Stored entries
= = = = = = =

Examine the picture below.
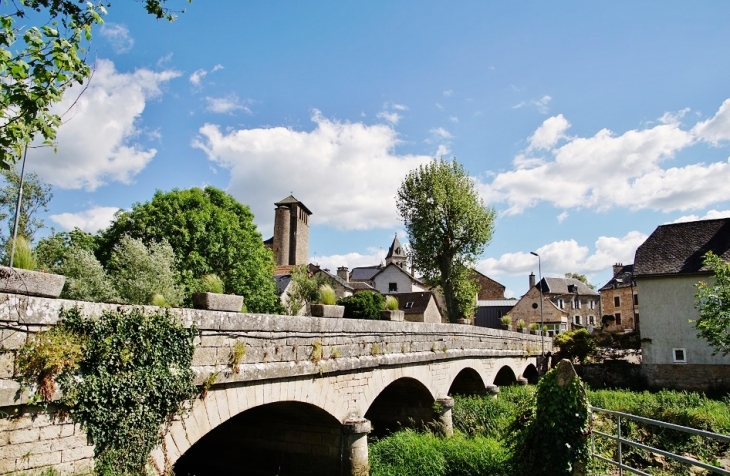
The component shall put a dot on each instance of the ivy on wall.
(128, 376)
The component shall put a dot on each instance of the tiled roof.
(560, 286)
(419, 302)
(622, 279)
(364, 273)
(679, 248)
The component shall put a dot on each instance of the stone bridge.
(302, 400)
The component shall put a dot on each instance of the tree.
(713, 304)
(582, 278)
(36, 197)
(38, 63)
(448, 224)
(210, 232)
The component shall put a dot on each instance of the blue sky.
(585, 124)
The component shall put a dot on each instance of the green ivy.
(134, 373)
(550, 439)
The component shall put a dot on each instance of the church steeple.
(396, 254)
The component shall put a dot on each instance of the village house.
(667, 268)
(568, 304)
(620, 300)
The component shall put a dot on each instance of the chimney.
(343, 273)
(617, 269)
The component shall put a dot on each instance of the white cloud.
(541, 104)
(96, 142)
(118, 36)
(710, 215)
(717, 128)
(346, 173)
(440, 133)
(225, 105)
(566, 256)
(392, 117)
(91, 220)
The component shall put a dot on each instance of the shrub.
(139, 272)
(24, 257)
(364, 305)
(391, 303)
(86, 279)
(212, 283)
(327, 295)
(578, 344)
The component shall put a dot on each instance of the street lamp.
(542, 325)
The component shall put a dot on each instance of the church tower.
(396, 254)
(291, 232)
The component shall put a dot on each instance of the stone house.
(419, 307)
(620, 300)
(667, 268)
(568, 304)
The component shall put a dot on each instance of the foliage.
(86, 279)
(212, 283)
(46, 356)
(448, 225)
(52, 251)
(713, 304)
(363, 305)
(408, 453)
(551, 438)
(582, 278)
(36, 197)
(682, 408)
(38, 63)
(210, 232)
(24, 257)
(327, 295)
(139, 272)
(134, 374)
(577, 345)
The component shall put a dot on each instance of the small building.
(620, 300)
(667, 268)
(419, 307)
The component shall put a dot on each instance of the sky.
(584, 124)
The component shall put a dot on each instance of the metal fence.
(621, 440)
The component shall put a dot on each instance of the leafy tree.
(713, 304)
(38, 63)
(448, 224)
(363, 305)
(582, 278)
(210, 232)
(36, 196)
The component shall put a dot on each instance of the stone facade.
(356, 362)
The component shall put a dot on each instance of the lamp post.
(542, 330)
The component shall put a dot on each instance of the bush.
(579, 344)
(364, 305)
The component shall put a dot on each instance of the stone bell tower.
(291, 232)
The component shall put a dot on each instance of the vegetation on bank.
(482, 426)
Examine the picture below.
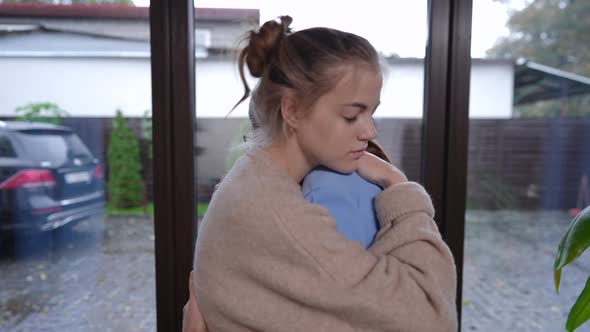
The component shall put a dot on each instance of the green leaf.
(573, 243)
(580, 312)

= = = = = = =

**Task details**. Repeat each entry exactly as it appears; skip any picture.

**Reply to the task**.
Examine the picture below.
The component shall put a dot on each instance of the ivy on wall.
(128, 376)
The component shall put a dot on each instance of the tiled roof.
(560, 286)
(419, 302)
(622, 279)
(364, 273)
(679, 248)
The component shall put a dot on each instance of the stone bridge.
(302, 400)
The component shall put a dot on each instance of the tree.
(713, 304)
(582, 278)
(36, 197)
(38, 63)
(448, 224)
(210, 232)
The component shall put a dot on each instance of the blue sky.
(585, 124)
The component shall put a dot on each instance of the green ivy.
(134, 373)
(550, 439)
The component shall put a dot on each instance of the church steeple.
(396, 254)
The component shall put a dot on each instance of the village house.
(667, 268)
(568, 304)
(620, 300)
The component shall put a dot on each instance of the chimney.
(343, 273)
(617, 269)
The component shall put a dot on each instance of the white cloud.
(541, 104)
(96, 142)
(118, 36)
(710, 215)
(717, 128)
(346, 173)
(440, 133)
(225, 105)
(566, 256)
(392, 117)
(91, 220)
The component shall put a dot on each instance of the shrub.
(139, 272)
(24, 257)
(364, 305)
(391, 303)
(86, 279)
(212, 283)
(327, 295)
(578, 344)
The component shall put a dot on each instance of the street lamp.
(542, 325)
The component shall put a dot on each instance of the church tower.
(396, 254)
(291, 232)
The component shall put a dot on each instance of the stone house.
(419, 307)
(620, 300)
(667, 268)
(568, 304)
The component shall put a dot on each instance of the foliage.
(86, 279)
(212, 283)
(46, 356)
(448, 225)
(52, 251)
(713, 304)
(363, 305)
(408, 453)
(551, 438)
(582, 278)
(36, 197)
(682, 408)
(38, 63)
(210, 232)
(24, 257)
(327, 295)
(139, 272)
(134, 374)
(577, 345)
The component shall put a dot on each instance of the small building.
(620, 300)
(667, 268)
(419, 307)
The component shall put a dot on each instance of the sky.
(584, 124)
The component shall put a dot on each instance of the metal fence.
(621, 440)
The component shall put a dot on each instance of the leafy tree.
(713, 304)
(38, 63)
(448, 224)
(363, 305)
(582, 278)
(210, 232)
(36, 196)
The component shall put a dot on each instance of the stone facade.
(356, 362)
The component shall put a dot on each instance of the lamp post.
(542, 330)
The component shall put a dot on each instance of the bush.
(579, 344)
(364, 305)
The component shall put a dot on each instance of the stone bell tower.
(291, 232)
The component shall put a dot on each instance of the vegetation on bank.
(482, 426)
Examine the picture below.
The component shall put a dot on each instance of the green leaf.
(573, 243)
(580, 312)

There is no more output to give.